*** DOCUMENT EXCERPT Section Begins ***

Boohoo is to focus this year on optimising its operations, with increasing flexibility in its supply chain and strategic initiatives around warehousing.
Summarising its full-year 2022 results this week, the company said that although revenues were up 14% versus last year growth had been impacted by returns rates increasing significantly in the second half of the year.
In the UK return rates have increased back to pre-pandemic levels, being 9.8%pts above the prior year at 33.7%, the company said. It claimed this was partly attributable to the change in the product mix from more casual items to occasion wear and to the introduction of the newer, higher price point brands, which all have higher return rates. For the rest of Europe return rates were only marginally higher than in the prior year. Growth was also hit internationally as a result of extended delivery times.
Two new distribution centres have opened in the last year in Daventry and Wellingborough. The company said plans are on track for the automation of its Sheffield warehouse which is due to be completed in September this year. Capital expenditure on these facilities has amounted to £120.3 million. Boohoo is also opening a new distribution centre in the USA in FY2024 which it says will transform its delivery proposition and support its next phase of growth.

*** DOCUMENT EXCERPT Section Ends ***
*** GIVEN DATA Section Begins ***

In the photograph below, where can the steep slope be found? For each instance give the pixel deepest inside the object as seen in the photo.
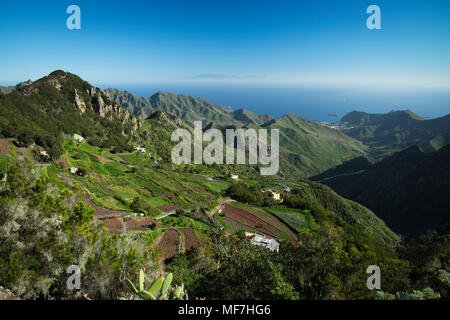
(62, 103)
(408, 190)
(9, 89)
(187, 108)
(388, 133)
(308, 148)
(355, 215)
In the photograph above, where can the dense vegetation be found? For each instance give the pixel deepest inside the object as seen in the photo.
(388, 133)
(407, 190)
(326, 241)
(44, 230)
(306, 147)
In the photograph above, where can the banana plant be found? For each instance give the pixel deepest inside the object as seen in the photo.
(160, 289)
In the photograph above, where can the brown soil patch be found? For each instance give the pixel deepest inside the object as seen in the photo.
(103, 159)
(145, 190)
(167, 207)
(139, 223)
(198, 215)
(115, 225)
(169, 243)
(248, 219)
(190, 241)
(62, 162)
(5, 146)
(102, 212)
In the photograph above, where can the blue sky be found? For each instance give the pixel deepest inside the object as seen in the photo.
(287, 42)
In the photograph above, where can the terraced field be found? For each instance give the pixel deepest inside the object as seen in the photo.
(169, 243)
(295, 218)
(275, 225)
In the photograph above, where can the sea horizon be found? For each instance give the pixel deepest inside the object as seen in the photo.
(322, 103)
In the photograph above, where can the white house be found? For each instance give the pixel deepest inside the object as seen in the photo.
(78, 138)
(262, 240)
(274, 195)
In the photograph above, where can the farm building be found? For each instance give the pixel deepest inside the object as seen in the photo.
(78, 138)
(274, 195)
(262, 240)
(43, 153)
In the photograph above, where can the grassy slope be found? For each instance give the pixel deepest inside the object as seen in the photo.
(388, 133)
(308, 148)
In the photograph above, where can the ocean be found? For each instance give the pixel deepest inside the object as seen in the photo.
(312, 102)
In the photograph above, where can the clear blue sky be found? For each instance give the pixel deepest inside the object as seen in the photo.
(259, 41)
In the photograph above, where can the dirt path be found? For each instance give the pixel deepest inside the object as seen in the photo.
(169, 243)
(5, 146)
(103, 159)
(102, 212)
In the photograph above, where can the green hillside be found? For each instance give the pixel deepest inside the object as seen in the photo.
(388, 133)
(113, 208)
(308, 148)
(187, 108)
(407, 190)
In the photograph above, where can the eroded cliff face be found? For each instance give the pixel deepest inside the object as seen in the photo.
(102, 105)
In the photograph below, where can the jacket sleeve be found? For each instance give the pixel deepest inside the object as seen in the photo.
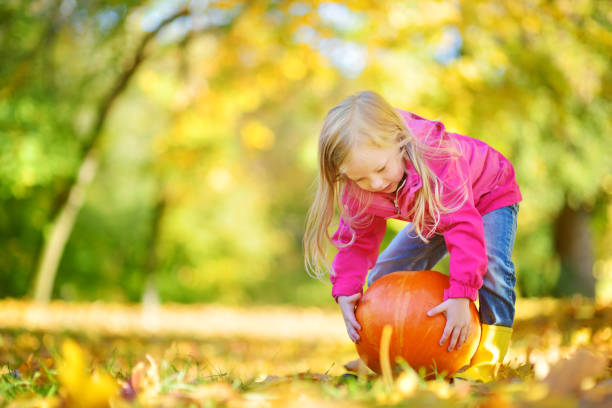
(351, 263)
(463, 233)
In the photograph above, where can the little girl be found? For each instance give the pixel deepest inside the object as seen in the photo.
(460, 197)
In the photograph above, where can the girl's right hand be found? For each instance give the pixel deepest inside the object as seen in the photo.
(347, 306)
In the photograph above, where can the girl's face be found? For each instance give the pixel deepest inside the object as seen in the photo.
(375, 169)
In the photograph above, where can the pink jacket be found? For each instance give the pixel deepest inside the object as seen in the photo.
(491, 185)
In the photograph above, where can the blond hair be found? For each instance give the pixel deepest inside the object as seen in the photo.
(368, 117)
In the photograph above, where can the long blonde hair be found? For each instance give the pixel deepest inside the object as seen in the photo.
(368, 117)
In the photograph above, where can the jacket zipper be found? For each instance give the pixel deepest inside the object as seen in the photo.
(396, 193)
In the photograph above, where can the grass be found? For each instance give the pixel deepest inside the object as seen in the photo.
(559, 357)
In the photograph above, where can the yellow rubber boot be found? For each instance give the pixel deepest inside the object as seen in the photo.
(494, 343)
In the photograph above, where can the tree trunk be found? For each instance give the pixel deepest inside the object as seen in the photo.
(574, 247)
(55, 241)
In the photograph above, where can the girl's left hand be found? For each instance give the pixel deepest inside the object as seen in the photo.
(457, 311)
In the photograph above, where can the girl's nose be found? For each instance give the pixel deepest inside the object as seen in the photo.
(377, 183)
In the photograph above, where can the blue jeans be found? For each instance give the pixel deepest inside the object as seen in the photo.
(496, 296)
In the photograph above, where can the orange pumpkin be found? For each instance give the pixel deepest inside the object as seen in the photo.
(401, 300)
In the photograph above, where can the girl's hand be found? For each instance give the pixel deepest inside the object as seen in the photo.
(347, 306)
(457, 311)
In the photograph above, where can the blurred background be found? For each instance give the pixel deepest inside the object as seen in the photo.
(166, 150)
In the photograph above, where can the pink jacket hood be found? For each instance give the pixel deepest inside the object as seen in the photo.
(491, 184)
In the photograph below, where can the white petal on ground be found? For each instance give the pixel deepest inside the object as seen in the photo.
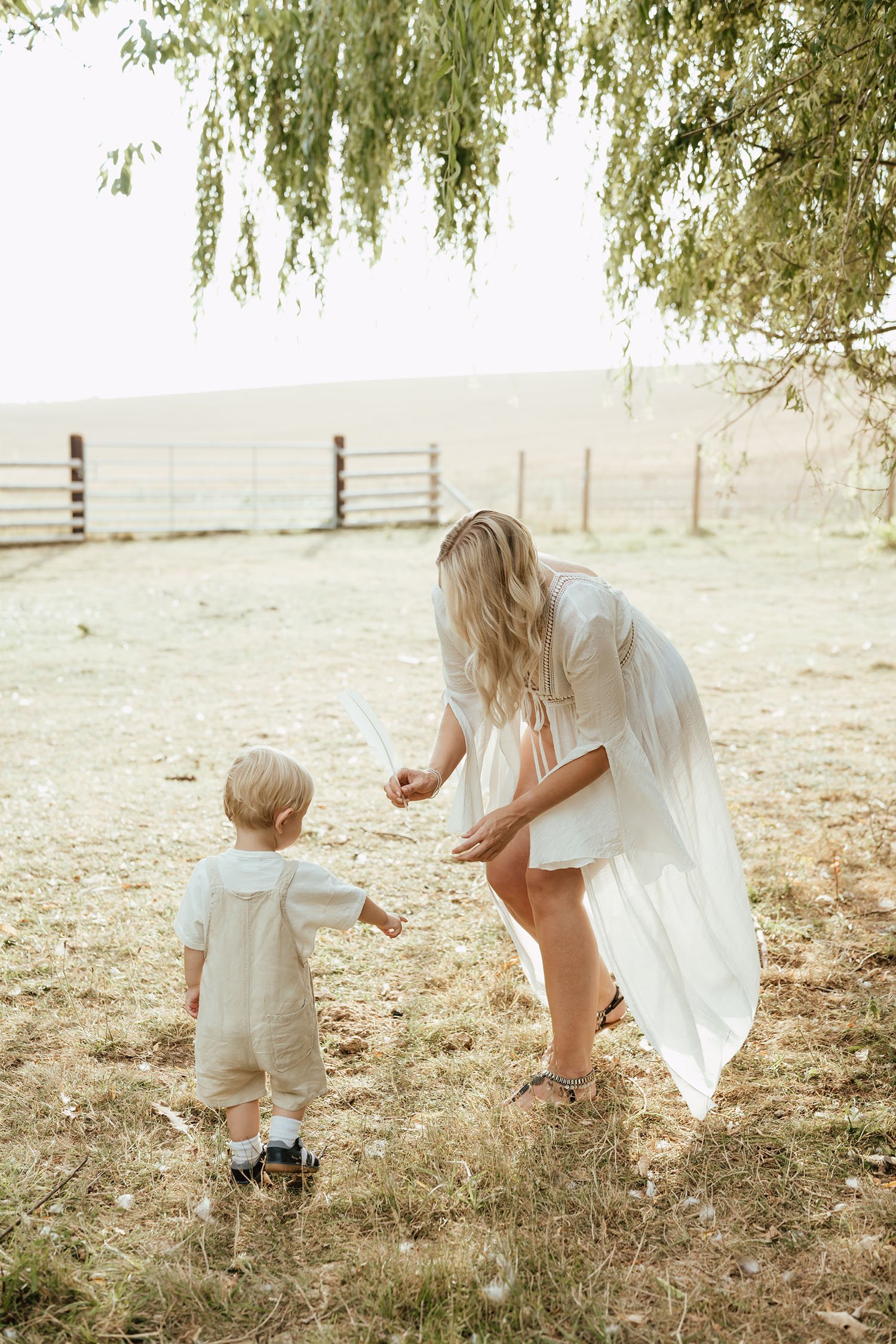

*** GIVEN DATA Section Ends ***

→ **TASK REQUIREMENTS**:
• 1. Duplicate the part of the Boohoo article starting at "Boohoo is to" and ending at "of the year.".
• 2. Translate this sentence from the Boohoo article into Spanish: "For the rest of Europe return rates were only marginally higher than in the prior year."
These rows have nothing to do with the Boohoo article.

→ **ANSWERS BY ITEM NUMBER**:
• 1.
Boohoo is to focus this year on optimising its operations, with increasing flexibility in its supply chain and strategic initiatives around warehousing.
Summarising its full-year 2022 results this week, the company said that although revenues were up 14% versus last year growth had been impacted by returns rates increasing significantly in the second half of the year.

• 2. En el resto de Europa, las tasas de devolución fueron solo ligeramente superiores a las del año anterior.